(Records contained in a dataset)
◇ ◇ ◇ ◇ ◇ ◇ ◇

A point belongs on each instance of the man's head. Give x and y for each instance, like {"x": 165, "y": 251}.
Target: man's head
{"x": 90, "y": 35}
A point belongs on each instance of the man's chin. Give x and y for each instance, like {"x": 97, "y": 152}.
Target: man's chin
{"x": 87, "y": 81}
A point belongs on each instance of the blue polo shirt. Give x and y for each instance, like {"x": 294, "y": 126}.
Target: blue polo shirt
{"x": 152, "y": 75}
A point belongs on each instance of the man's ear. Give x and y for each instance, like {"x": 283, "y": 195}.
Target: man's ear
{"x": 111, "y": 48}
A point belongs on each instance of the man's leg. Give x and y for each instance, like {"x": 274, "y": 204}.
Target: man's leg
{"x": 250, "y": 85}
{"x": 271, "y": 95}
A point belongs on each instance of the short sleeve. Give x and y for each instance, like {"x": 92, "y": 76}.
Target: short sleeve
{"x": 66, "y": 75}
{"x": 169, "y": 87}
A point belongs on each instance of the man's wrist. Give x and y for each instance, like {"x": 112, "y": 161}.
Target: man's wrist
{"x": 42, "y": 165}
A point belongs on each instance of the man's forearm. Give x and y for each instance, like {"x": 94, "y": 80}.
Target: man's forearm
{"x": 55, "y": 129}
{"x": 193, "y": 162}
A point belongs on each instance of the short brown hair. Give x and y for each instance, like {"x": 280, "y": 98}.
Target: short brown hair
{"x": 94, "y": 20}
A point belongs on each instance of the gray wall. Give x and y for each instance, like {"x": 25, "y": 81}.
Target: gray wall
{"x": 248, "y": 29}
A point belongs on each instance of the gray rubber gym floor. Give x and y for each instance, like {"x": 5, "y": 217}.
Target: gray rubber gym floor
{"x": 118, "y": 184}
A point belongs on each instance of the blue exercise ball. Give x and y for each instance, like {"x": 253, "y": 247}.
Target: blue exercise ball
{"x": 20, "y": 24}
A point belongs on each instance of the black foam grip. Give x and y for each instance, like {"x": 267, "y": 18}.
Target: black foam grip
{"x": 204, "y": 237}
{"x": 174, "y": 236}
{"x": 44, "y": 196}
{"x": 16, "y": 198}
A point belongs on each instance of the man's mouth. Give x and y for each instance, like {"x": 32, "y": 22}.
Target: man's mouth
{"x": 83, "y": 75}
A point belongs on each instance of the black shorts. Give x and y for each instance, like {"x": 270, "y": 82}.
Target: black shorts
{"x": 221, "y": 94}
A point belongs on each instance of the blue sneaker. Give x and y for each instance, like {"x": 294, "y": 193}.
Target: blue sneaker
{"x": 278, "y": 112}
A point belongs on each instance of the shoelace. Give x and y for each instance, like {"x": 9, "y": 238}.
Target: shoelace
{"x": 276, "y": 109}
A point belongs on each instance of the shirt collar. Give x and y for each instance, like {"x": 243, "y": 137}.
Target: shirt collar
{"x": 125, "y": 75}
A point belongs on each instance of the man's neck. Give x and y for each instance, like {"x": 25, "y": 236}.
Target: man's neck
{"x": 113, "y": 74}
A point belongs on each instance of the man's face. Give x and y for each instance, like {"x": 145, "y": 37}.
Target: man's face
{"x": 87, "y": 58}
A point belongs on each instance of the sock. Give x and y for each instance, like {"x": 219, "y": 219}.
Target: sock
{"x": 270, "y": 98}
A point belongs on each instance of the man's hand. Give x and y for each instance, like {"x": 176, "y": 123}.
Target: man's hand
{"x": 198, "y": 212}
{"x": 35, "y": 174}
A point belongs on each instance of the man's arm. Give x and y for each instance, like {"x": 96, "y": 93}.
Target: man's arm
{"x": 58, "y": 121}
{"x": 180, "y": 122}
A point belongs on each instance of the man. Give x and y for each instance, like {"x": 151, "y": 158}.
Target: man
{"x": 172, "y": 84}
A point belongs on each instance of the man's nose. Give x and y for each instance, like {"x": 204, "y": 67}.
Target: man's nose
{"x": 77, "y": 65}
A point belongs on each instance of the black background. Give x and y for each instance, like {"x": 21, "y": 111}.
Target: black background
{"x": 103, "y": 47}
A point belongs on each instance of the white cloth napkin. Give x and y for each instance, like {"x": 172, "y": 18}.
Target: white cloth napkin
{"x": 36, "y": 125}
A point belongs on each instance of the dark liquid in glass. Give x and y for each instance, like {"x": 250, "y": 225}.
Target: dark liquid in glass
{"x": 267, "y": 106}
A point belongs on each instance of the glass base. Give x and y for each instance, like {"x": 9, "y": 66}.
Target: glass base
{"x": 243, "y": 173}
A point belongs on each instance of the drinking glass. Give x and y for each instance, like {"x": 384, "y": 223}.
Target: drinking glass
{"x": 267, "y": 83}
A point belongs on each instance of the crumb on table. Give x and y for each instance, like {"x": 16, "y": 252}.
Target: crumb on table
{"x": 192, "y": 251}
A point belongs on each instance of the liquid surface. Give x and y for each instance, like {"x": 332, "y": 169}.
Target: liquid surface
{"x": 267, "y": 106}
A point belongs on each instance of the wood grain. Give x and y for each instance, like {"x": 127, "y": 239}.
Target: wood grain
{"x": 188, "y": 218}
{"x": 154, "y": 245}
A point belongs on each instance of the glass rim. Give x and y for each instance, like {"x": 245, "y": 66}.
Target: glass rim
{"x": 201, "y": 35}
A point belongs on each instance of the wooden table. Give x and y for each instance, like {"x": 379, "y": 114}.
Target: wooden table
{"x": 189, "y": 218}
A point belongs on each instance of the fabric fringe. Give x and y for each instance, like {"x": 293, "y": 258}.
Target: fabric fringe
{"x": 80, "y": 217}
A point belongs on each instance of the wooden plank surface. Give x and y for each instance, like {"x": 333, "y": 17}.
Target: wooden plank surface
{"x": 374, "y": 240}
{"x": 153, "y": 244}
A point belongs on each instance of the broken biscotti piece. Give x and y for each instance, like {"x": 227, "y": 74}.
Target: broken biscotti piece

◇ ◇ ◇ ◇ ◇ ◇ ◇

Quote all of the entries exactly as they appear.

- _Result of the task_
A point belongs on each instance of the man's head. Give x and y for each instance, like {"x": 165, "y": 251}.
Target: man's head
{"x": 90, "y": 35}
A point belongs on each instance of the man's chin. Give x and y for each instance, like {"x": 97, "y": 152}.
Target: man's chin
{"x": 87, "y": 81}
A point belongs on each instance of the blue polo shirt. Give x and y for each instance, like {"x": 294, "y": 126}.
Target: blue polo shirt
{"x": 152, "y": 75}
A point belongs on each instance of the man's ear. Give x and y for each instance, like {"x": 283, "y": 195}.
Target: man's ear
{"x": 111, "y": 48}
A point belongs on each instance of the man's leg. Give x and y for each instance, like {"x": 274, "y": 204}.
Target: man's leg
{"x": 250, "y": 85}
{"x": 271, "y": 95}
A point belongs on each instance of the short sleeve. Give x and y for each instance, like {"x": 92, "y": 76}.
Target: short sleeve
{"x": 66, "y": 75}
{"x": 169, "y": 87}
A point belongs on each instance of the man's wrist. Give x and y for each instance, like {"x": 112, "y": 161}.
Target: man's wrist
{"x": 42, "y": 165}
A point belongs on each instance of the man's forearm. Give x and y for each instance, like {"x": 94, "y": 80}.
Target: man's forearm
{"x": 55, "y": 129}
{"x": 193, "y": 162}
A point belongs on each instance of the short brown hair. Give x and y for each instance, like {"x": 280, "y": 98}.
Target: short brown hair
{"x": 94, "y": 20}
A point belongs on each instance of the gray wall. Give x and y for each instance, like {"x": 25, "y": 81}.
Target: gray wall
{"x": 248, "y": 29}
A point belongs on each instance of the gray rubber gym floor. Give x and y for each instance, like {"x": 5, "y": 217}.
Target: gray rubber gym floor
{"x": 118, "y": 184}
A point belongs on each instance of the blue exercise ball. Give x and y for each instance, like {"x": 253, "y": 247}.
Target: blue exercise ball
{"x": 20, "y": 24}
A point belongs on each instance of the black foam grip. Give x and y for each instance, like {"x": 267, "y": 18}.
Target: black foam grip
{"x": 204, "y": 237}
{"x": 174, "y": 236}
{"x": 44, "y": 196}
{"x": 16, "y": 198}
A point belongs on each instance of the man's mouth. Give x and y for each instance, like {"x": 32, "y": 22}.
Target: man's mouth
{"x": 83, "y": 75}
A point belongs on each instance of the black shorts. Give x and y for each instance, like {"x": 270, "y": 82}.
Target: black shorts
{"x": 221, "y": 94}
A point belongs on each instance of the blue sneaker. Give x and y for each instance, like {"x": 294, "y": 193}.
Target: blue sneaker
{"x": 278, "y": 112}
A point belongs on each instance of the shoelace. Give x and y for each instance, like {"x": 9, "y": 238}.
Target: shoelace
{"x": 276, "y": 109}
A point belongs on each instance of the shirt collar. Give x and y for each instance, like {"x": 243, "y": 137}.
Target: shirt collar
{"x": 125, "y": 75}
A point belongs on each instance of the man's neck. Give x and y for each instance, like {"x": 25, "y": 236}.
Target: man's neck
{"x": 113, "y": 74}
A point belongs on each instance of the man's face. Give x and y for each instance, like {"x": 145, "y": 37}.
Target: man's face
{"x": 87, "y": 58}
A point belongs on each instance of the sock. Give x and y for each instance, like {"x": 219, "y": 219}.
Target: sock
{"x": 270, "y": 98}
A point belongs on each instance of the man's hand. Give x and y for each instance, like {"x": 176, "y": 123}.
Target: man's hand
{"x": 198, "y": 212}
{"x": 35, "y": 174}
A point belongs on each instance of the man's arm. Give x and y for each instance, like {"x": 96, "y": 93}.
Target: man's arm
{"x": 58, "y": 121}
{"x": 180, "y": 122}
A point belongs on each instance of the man. Give x and y for each instance, like {"x": 151, "y": 158}.
Target: man
{"x": 172, "y": 84}
A point belongs on each instance of the man's nose. Give x and y for each instance, like {"x": 204, "y": 67}.
Target: man's nose
{"x": 77, "y": 65}
A point belongs on each instance of the black background. Give x and y for each instance, like {"x": 21, "y": 111}.
Target: black background
{"x": 103, "y": 47}
A point belongs on each instance of the white cloth napkin. Give x and y for each instance, like {"x": 172, "y": 18}.
Target: white cloth napkin
{"x": 36, "y": 125}
A point belongs on each instance of the dark liquid in glass. Give x and y for each instance, like {"x": 250, "y": 225}.
Target: dark liquid in glass
{"x": 267, "y": 106}
A point belongs on each instance of the glass base. Give x and y for each instance, like {"x": 9, "y": 66}.
Target: glass base
{"x": 243, "y": 173}
A point belongs on each instance of the drinking glass. Give x and y for each instance, like {"x": 384, "y": 223}.
Target: drinking glass
{"x": 267, "y": 83}
A point belongs on each instance of the crumb on table. Give x and y for each instance, like {"x": 16, "y": 252}.
Target: crumb on table
{"x": 192, "y": 251}
A point belongs on each instance of the liquid surface. Give x and y for each instance, like {"x": 332, "y": 169}.
Target: liquid surface
{"x": 267, "y": 106}
A point belongs on each instance of the wood grain. Give x and y for each instance, like {"x": 127, "y": 239}.
Target: wood grain
{"x": 188, "y": 218}
{"x": 154, "y": 245}
A point belongs on each instance of the glass rim. Give x and y for each instance, like {"x": 245, "y": 66}.
Target: glass rim
{"x": 201, "y": 35}
A point belongs on each instance of the wooden table. Give x and y for each instance, like {"x": 379, "y": 114}.
Target: wooden table
{"x": 189, "y": 218}
A point belongs on each instance of the fabric fringe. Give x and y for each instance, like {"x": 293, "y": 258}.
Target: fabric fringe
{"x": 80, "y": 217}
A point belongs on each instance of the wooden plank surface. Give x and y for each instance, like {"x": 333, "y": 17}.
Target: wooden plank surface
{"x": 374, "y": 240}
{"x": 153, "y": 244}
A point belongs on each instance of the broken biscotti piece. Give x and y for each instance, like {"x": 227, "y": 74}.
Target: broken biscotti piece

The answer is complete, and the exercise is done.